PG/ECR workshop with Prof Charles Husband
Workshop on Media and Listening with Professor Charles Husband for ECR and postgraduate researchers
Thursday 13 November 2008
University of Technology, Sydney
Postgraduate and Early Career Researchers participated in a full day workshop on ‘Media and Listening’ with international guest speaker, Professor Charles Husband. The workshop included a presentation and thematic discussion of Charles Husband’s recent work on media, multiculturalism, listening and understanding, as well as opportunities for participants to discuss and gain feedback on their own research projects.
Professor Charles Husband
Fellow, Helsinki Collegium for Advanced Studies, Finland
Chair of Social Analysis, Bradford University, England
Charles Husband specialises in the politics of diversity and ethnic relations in multi-ethnic societies and is the author of The Right to be Understood (1996). Over the last ten years and more, a significant amount of Husband’s time has been committed to international networks that have had the aim of generating a new cohort of young researchers with competence in inter-disciplinary research in the area of ethnic relations.
Professor Husband has a commitment to inter-disciplinary research and analysis and a long established interest in understanding the intersection of the social psychology of collective identities, the politics of human rights, and the negotiation of ethnic relations. The role of the mass media in generating and reproducing ideologies of racism and social exclusion: and, more generally, the fundamental contribution of the media to a viable civil society has been a core pillar of activity throughout Husband’s work. With the new dynamics of a globalized, and ironically, increasingly fragmented and targeted media-environment, the complexities of analysis have continually benefited from an inter-disciplinary perspective.

• _EXTRACTED DATA_
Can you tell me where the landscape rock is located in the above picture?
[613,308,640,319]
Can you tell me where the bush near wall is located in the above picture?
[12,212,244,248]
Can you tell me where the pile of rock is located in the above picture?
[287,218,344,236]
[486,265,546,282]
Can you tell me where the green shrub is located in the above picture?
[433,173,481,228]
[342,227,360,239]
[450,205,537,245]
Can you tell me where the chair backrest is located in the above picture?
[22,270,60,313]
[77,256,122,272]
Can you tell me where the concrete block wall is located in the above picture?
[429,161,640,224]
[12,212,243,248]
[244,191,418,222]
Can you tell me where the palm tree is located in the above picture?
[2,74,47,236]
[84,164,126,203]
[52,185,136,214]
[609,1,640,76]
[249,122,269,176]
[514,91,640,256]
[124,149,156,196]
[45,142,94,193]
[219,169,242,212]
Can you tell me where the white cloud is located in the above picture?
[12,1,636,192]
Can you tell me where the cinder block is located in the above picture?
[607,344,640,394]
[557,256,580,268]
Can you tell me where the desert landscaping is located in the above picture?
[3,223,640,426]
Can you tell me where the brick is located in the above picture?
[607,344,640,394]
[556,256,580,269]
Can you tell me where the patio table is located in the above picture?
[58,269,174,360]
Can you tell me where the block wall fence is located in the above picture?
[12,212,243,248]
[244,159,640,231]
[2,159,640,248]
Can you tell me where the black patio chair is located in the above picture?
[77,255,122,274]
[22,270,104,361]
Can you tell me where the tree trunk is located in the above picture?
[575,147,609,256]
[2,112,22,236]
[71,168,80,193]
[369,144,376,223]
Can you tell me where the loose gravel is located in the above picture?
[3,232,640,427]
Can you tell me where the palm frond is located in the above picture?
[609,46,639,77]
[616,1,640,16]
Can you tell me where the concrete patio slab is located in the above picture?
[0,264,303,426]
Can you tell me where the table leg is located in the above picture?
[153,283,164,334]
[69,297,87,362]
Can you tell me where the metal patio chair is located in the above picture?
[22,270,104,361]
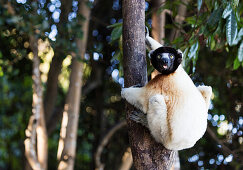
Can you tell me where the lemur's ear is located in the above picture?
[177,49,183,58]
[148,50,154,59]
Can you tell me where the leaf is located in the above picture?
[232,0,239,8]
[111,26,122,41]
[197,0,202,11]
[222,3,232,19]
[207,8,223,28]
[226,11,237,46]
[188,41,198,59]
[238,41,243,62]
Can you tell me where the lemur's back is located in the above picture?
[145,67,207,149]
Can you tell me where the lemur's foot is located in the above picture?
[129,111,148,128]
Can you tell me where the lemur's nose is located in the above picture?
[161,57,169,64]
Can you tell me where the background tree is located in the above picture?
[0,0,243,170]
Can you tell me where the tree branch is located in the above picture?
[119,147,133,170]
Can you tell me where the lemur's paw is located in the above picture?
[129,111,148,127]
[149,94,165,105]
[132,84,143,87]
[197,86,212,96]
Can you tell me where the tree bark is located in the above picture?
[57,0,90,170]
[44,0,72,128]
[151,0,165,78]
[24,35,48,170]
[122,0,175,170]
[119,148,133,170]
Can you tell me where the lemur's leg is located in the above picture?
[197,86,212,108]
[147,94,170,144]
[121,87,147,113]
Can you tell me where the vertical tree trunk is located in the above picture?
[57,0,90,170]
[24,35,48,170]
[44,0,72,129]
[122,0,175,170]
[151,0,165,78]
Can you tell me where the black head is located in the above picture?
[149,47,182,75]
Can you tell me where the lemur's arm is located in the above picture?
[145,27,163,50]
[197,86,212,109]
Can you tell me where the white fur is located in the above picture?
[121,35,212,150]
[121,66,212,150]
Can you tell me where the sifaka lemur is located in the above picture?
[121,30,212,150]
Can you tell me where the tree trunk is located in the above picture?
[122,0,175,170]
[57,1,90,170]
[44,0,72,134]
[24,35,48,170]
[151,0,165,78]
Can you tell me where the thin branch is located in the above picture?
[95,120,126,170]
[24,115,43,170]
[207,126,237,157]
[119,147,133,170]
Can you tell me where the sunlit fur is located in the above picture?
[121,38,212,150]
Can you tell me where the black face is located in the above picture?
[150,47,182,75]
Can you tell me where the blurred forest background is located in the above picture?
[0,0,243,170]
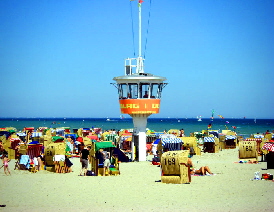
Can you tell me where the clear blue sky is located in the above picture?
[0,0,274,118]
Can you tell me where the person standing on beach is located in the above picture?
[79,146,90,176]
[2,155,11,175]
[102,151,110,176]
[179,129,185,137]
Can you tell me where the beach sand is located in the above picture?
[0,149,274,212]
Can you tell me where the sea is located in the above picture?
[0,118,274,138]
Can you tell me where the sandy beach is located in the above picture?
[0,149,274,211]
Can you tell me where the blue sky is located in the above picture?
[0,0,274,118]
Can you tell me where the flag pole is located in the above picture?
[137,0,144,73]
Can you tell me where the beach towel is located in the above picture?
[234,160,260,164]
[19,155,30,169]
[191,174,217,177]
[54,155,65,161]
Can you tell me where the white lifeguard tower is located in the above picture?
[113,3,167,161]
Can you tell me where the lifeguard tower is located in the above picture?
[113,1,167,161]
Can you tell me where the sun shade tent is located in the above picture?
[162,137,183,151]
[95,142,116,151]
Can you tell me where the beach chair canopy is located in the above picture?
[95,142,115,151]
[161,137,183,151]
[52,136,64,142]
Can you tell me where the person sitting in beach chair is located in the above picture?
[187,158,213,175]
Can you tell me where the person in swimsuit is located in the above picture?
[2,155,11,175]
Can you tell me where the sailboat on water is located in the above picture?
[197,116,202,121]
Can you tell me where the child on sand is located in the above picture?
[2,155,11,175]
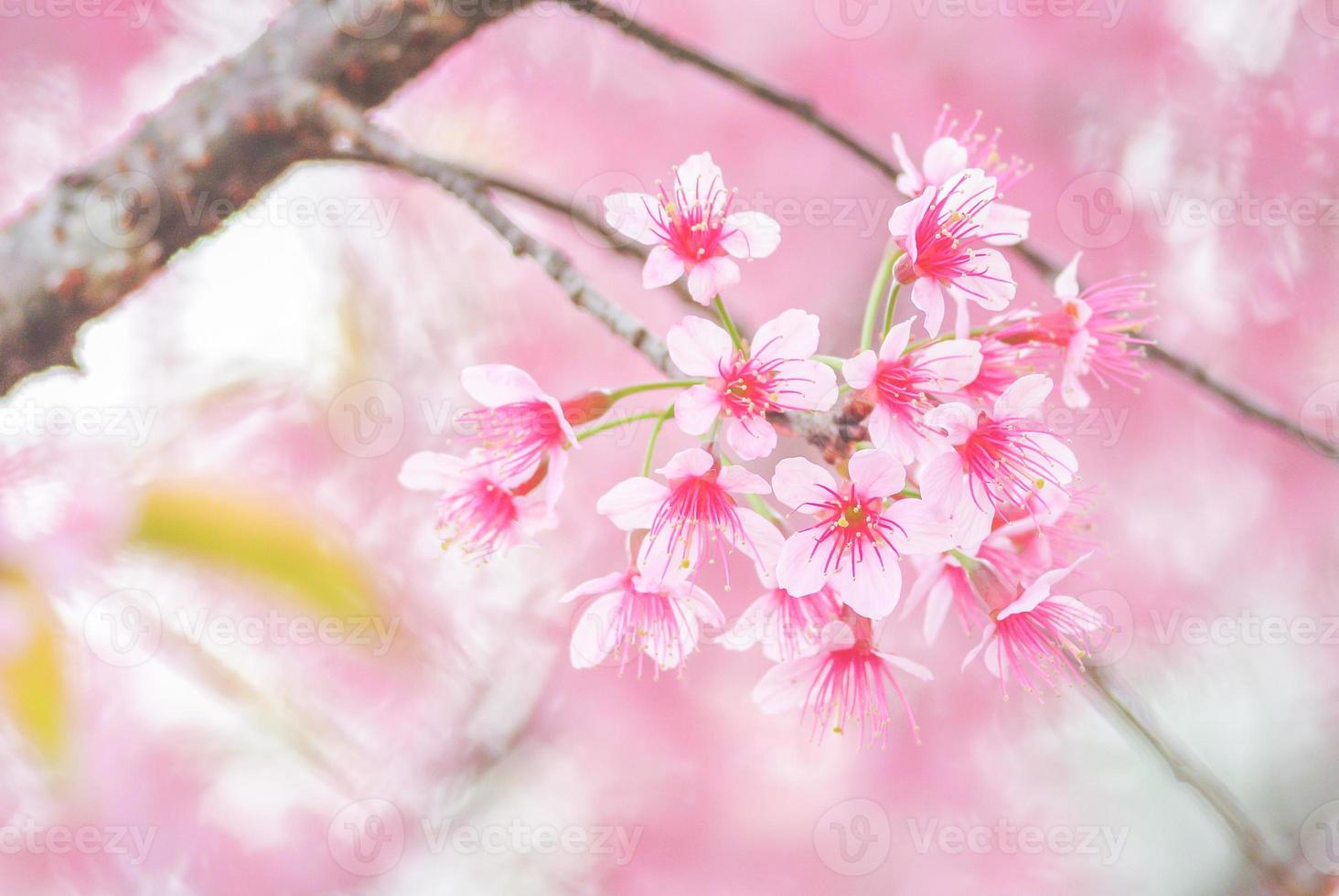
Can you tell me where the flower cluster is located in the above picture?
[401,112,1149,742]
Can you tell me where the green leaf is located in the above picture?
[133,484,378,617]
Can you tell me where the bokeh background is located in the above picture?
[0,0,1339,896]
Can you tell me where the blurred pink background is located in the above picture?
[0,0,1339,896]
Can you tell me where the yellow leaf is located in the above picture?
[134,484,376,617]
[0,570,66,764]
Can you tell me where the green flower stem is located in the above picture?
[577,411,664,442]
[860,242,903,351]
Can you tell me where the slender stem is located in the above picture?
[609,379,702,401]
[577,411,664,442]
[641,407,673,475]
[884,283,903,339]
[711,296,744,351]
[860,250,903,351]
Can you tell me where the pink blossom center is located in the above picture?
[800,484,901,576]
[438,478,520,554]
[461,400,566,478]
[647,178,734,265]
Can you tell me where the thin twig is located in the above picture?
[562,0,1339,461]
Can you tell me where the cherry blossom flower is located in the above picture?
[666,309,837,461]
[604,153,781,305]
[1001,251,1152,407]
[842,319,981,464]
[963,554,1106,691]
[773,449,948,619]
[595,449,781,581]
[459,364,580,507]
[893,106,1033,239]
[561,570,725,677]
[753,617,933,744]
[888,169,1023,339]
[399,452,554,559]
[721,575,841,663]
[920,374,1078,553]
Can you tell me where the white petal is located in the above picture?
[721,211,781,259]
[673,386,721,435]
[851,449,906,498]
[771,457,837,512]
[461,364,549,407]
[595,475,670,532]
[604,193,660,247]
[750,308,819,360]
[688,259,739,305]
[641,247,684,289]
[666,317,735,377]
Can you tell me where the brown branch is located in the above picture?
[0,0,530,394]
[561,0,1339,461]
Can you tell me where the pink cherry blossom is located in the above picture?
[595,449,781,581]
[921,374,1078,550]
[893,106,1033,239]
[963,554,1106,691]
[1001,253,1152,407]
[842,319,981,464]
[459,364,580,505]
[888,169,1023,339]
[604,153,781,305]
[721,575,841,663]
[773,449,948,619]
[399,452,553,559]
[666,309,837,461]
[753,617,933,744]
[562,570,725,677]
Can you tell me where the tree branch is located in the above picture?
[561,0,1339,461]
[0,0,530,394]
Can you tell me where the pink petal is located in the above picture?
[716,466,771,495]
[721,211,781,259]
[595,475,670,532]
[851,449,906,498]
[921,401,976,444]
[604,193,660,247]
[750,308,819,360]
[777,529,828,597]
[641,247,684,289]
[666,317,735,377]
[725,418,777,461]
[688,257,739,305]
[878,317,916,362]
[558,572,628,604]
[771,457,837,510]
[1055,251,1083,302]
[673,386,721,435]
[916,339,981,392]
[924,136,967,187]
[992,374,1053,421]
[836,550,903,619]
[656,449,716,482]
[912,277,944,336]
[841,348,878,389]
[399,452,470,492]
[461,364,549,407]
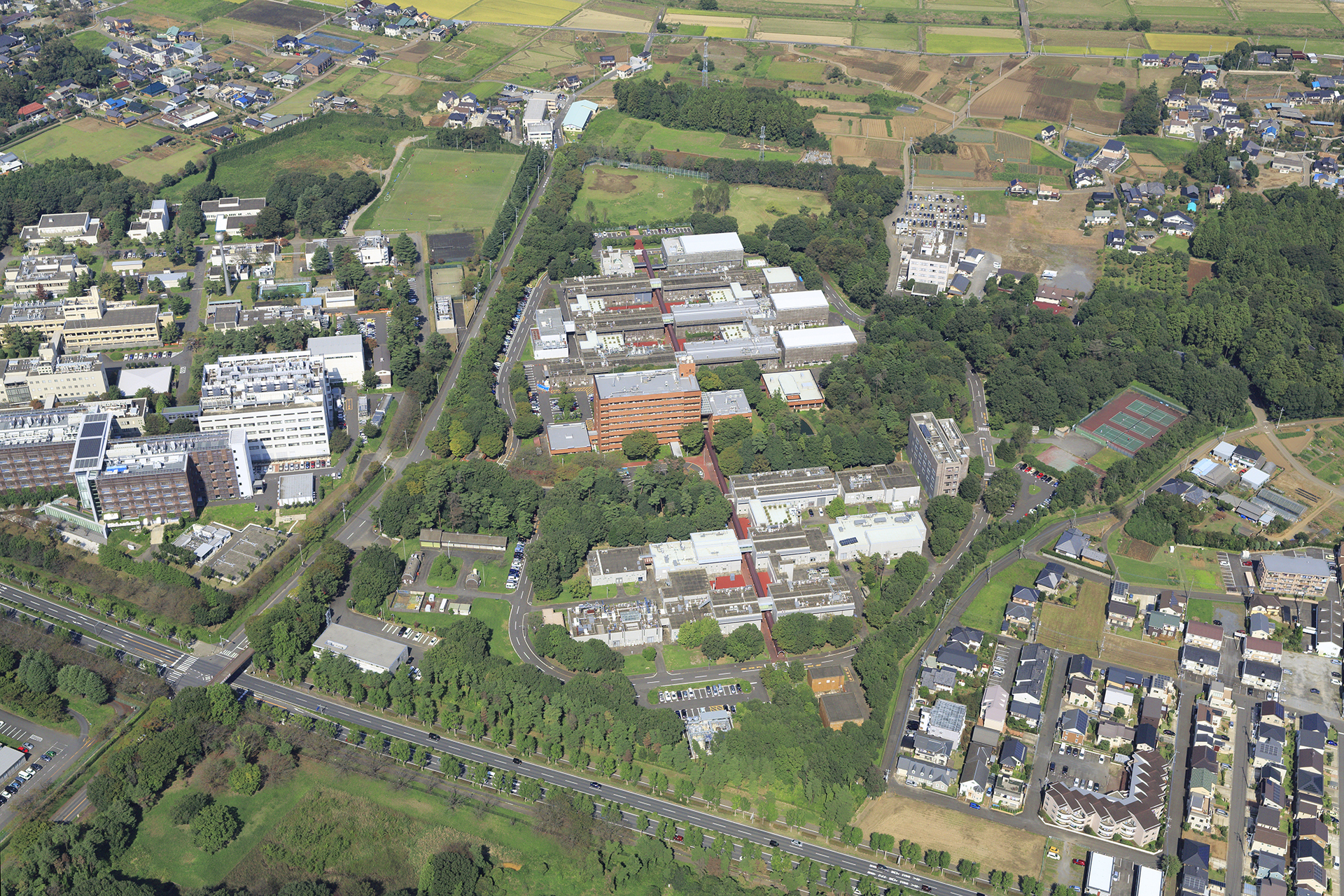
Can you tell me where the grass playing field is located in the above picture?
[358,149,523,232]
[574,165,831,232]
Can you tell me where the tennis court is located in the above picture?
[1078,388,1184,456]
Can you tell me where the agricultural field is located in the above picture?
[200,118,396,196]
[925,27,1023,54]
[583,110,795,161]
[356,149,523,232]
[7,118,181,180]
[118,0,241,25]
[574,165,831,232]
[1130,0,1231,24]
[451,0,580,25]
[1036,582,1106,655]
[1285,424,1344,485]
[853,22,919,50]
[1031,28,1148,56]
[472,31,592,88]
[855,795,1046,876]
[754,19,853,45]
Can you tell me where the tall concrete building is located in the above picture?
[593,363,700,451]
[909,411,970,497]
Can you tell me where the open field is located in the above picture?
[371,149,523,232]
[961,560,1040,631]
[853,22,919,50]
[853,785,1046,874]
[583,108,795,164]
[574,165,831,231]
[7,118,168,164]
[1036,580,1106,655]
[451,0,580,25]
[925,27,1023,54]
[472,598,519,662]
[1097,633,1176,676]
[117,0,244,25]
[202,117,395,196]
[1148,31,1239,54]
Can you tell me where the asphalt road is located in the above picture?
[235,674,974,896]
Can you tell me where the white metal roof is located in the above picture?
[770,289,831,312]
[778,326,859,349]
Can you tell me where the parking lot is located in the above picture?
[0,712,78,826]
[895,191,970,235]
[1280,650,1341,716]
[1037,743,1121,794]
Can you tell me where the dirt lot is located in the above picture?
[976,192,1102,282]
[1098,634,1176,676]
[855,785,1046,874]
[1036,582,1106,655]
[228,0,327,34]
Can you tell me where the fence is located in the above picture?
[583,158,710,180]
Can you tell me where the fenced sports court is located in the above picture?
[1077,388,1185,456]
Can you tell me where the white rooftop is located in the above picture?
[777,326,859,349]
[770,289,831,312]
[761,371,822,402]
[117,367,172,396]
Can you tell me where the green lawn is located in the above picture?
[199,501,274,529]
[425,554,460,589]
[574,165,831,232]
[356,149,523,232]
[117,757,318,887]
[625,653,657,676]
[1122,134,1195,165]
[663,643,711,672]
[204,115,399,196]
[965,190,1008,215]
[1185,598,1214,623]
[472,598,519,662]
[961,560,1040,631]
[1110,547,1223,591]
[7,118,168,164]
[583,108,802,161]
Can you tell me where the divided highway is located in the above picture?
[235,673,977,896]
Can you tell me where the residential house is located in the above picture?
[1242,636,1284,666]
[1032,563,1065,594]
[1144,610,1183,639]
[910,732,957,766]
[1059,709,1090,747]
[1180,642,1222,676]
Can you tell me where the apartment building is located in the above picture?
[199,351,330,463]
[910,411,970,497]
[1259,554,1334,595]
[593,361,700,451]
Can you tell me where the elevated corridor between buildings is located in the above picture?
[634,237,677,351]
[704,419,780,659]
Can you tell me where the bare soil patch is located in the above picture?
[593,167,638,195]
[855,794,1046,874]
[1098,633,1176,676]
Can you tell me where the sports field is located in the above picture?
[368,149,523,232]
[574,165,831,232]
[925,28,1024,54]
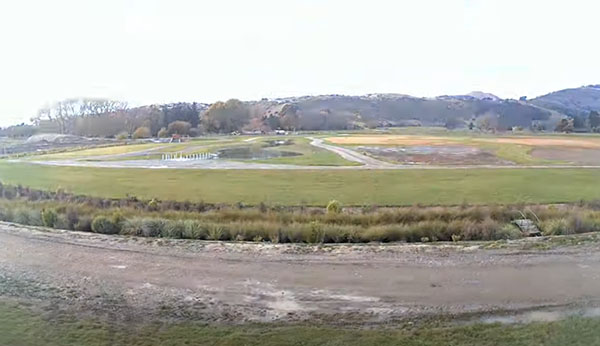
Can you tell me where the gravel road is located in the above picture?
[0,223,600,324]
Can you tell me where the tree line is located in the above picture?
[0,98,600,138]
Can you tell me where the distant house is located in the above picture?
[170,133,183,143]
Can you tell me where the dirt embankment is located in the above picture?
[0,224,600,324]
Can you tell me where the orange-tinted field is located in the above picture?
[327,135,600,149]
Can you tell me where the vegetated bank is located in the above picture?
[0,185,600,243]
[0,301,600,346]
[0,162,600,206]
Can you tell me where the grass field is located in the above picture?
[0,302,600,346]
[253,137,360,166]
[0,162,600,205]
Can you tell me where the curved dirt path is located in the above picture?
[0,223,600,324]
[307,137,395,168]
[17,137,600,170]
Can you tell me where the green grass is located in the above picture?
[32,143,165,160]
[0,162,600,205]
[0,302,600,346]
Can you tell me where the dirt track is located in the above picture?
[0,223,600,324]
[18,137,600,170]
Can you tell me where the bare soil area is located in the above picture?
[356,145,513,166]
[326,135,600,148]
[0,223,600,325]
[531,147,600,165]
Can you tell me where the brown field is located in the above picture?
[326,135,457,145]
[476,137,600,149]
[531,147,600,165]
[326,135,600,149]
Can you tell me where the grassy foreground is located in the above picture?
[0,302,600,346]
[0,162,600,205]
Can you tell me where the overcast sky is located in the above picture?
[0,0,600,126]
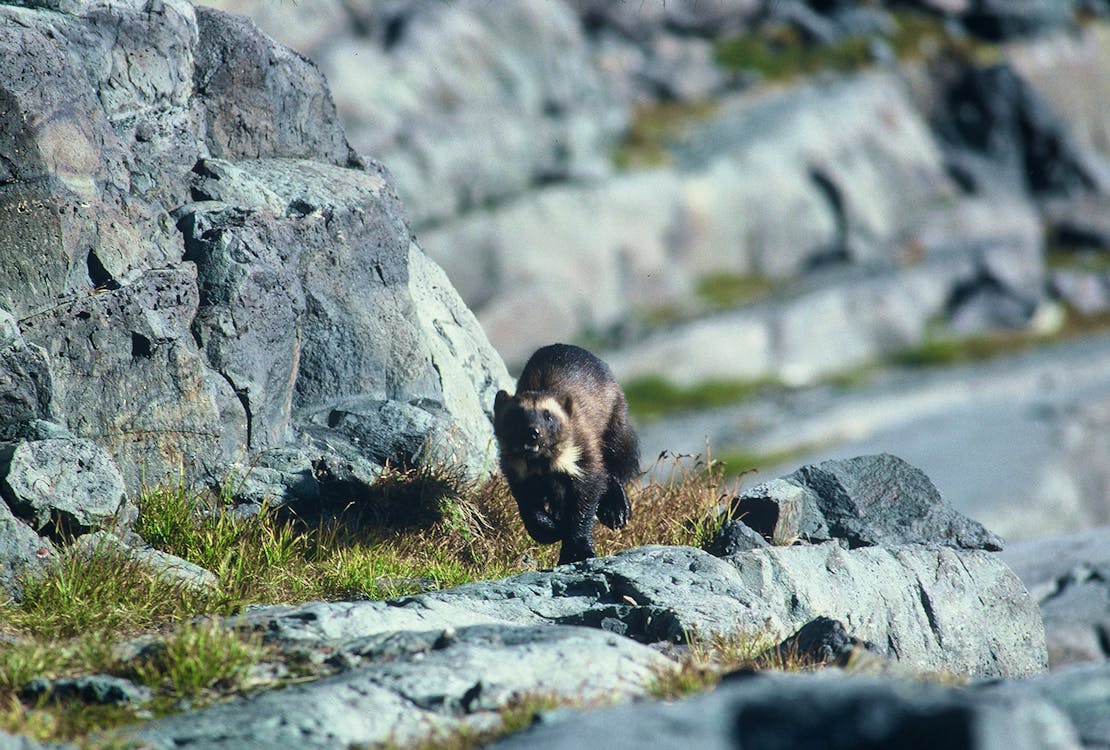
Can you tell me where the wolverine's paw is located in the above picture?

• _SHORT EXERCISE 1_
From the page about the workshop with Professor Charles Husband, set down the passage between "PG/ECR workshop with" and "own research projects.", inclusive.
• _SHORT EXERCISE 2_
Summarize the page about the workshop with Professor Charles Husband in two sentences.
• _SHORT EXERCISE 3_
Continue the page about the workshop with Professor Charles Husband from the point where it stops.

• _EXPECTED ANSWER 1_
PG/ECR workshop with Prof Charles Husband
Workshop on Media and Listening with Professor Charles Husband for ECR and postgraduate researchers
Thursday 13 November 2008
University of Technology, Sydney
Postgraduate and Early Career Researchers participated in a full day workshop on ‘Media and Listening’ with international guest speaker, Professor Charles Husband. The workshop included a presentation and thematic discussion of Charles Husband’s recent work on media, multiculturalism, listening and understanding, as well as opportunities for participants to discuss and gain feedback on their own research projects.

• _EXPECTED ANSWER 2_
On 13 November 2008 at the University of Technology, Sydney, postgraduate and early career researchers took part in a full-day workshop on media and listening with Professor Charles Husband, which covered his recent work and gave participants feedback on their own research projects. Husband specializes in the politics of diversity and ethnic relations, wrote The Right to be Understood, and has made the media's role in reproducing racism and social exclusion a core part of his inter-disciplinary work.

• _EXPECTED ANSWER 3_
The sociology of ethnic relations without the insights of social psychology can seem too static and socially over-determined. The social psychology of individual and collective identities necessarily leads to an engagement with context: historical, sociological and political. Contributing toward contemporary social policy issues would seem to demand the creative interplay of all these forces. Husband’s work has seen an interplay between contributions to theoretical debates and the concrete application of this theory to specific areas of social policy, including: the mass media, education, social work, health and social care, and the politics of multiculturalism. Typically, this work has involved collaboration with relevant government bodies or NGOs.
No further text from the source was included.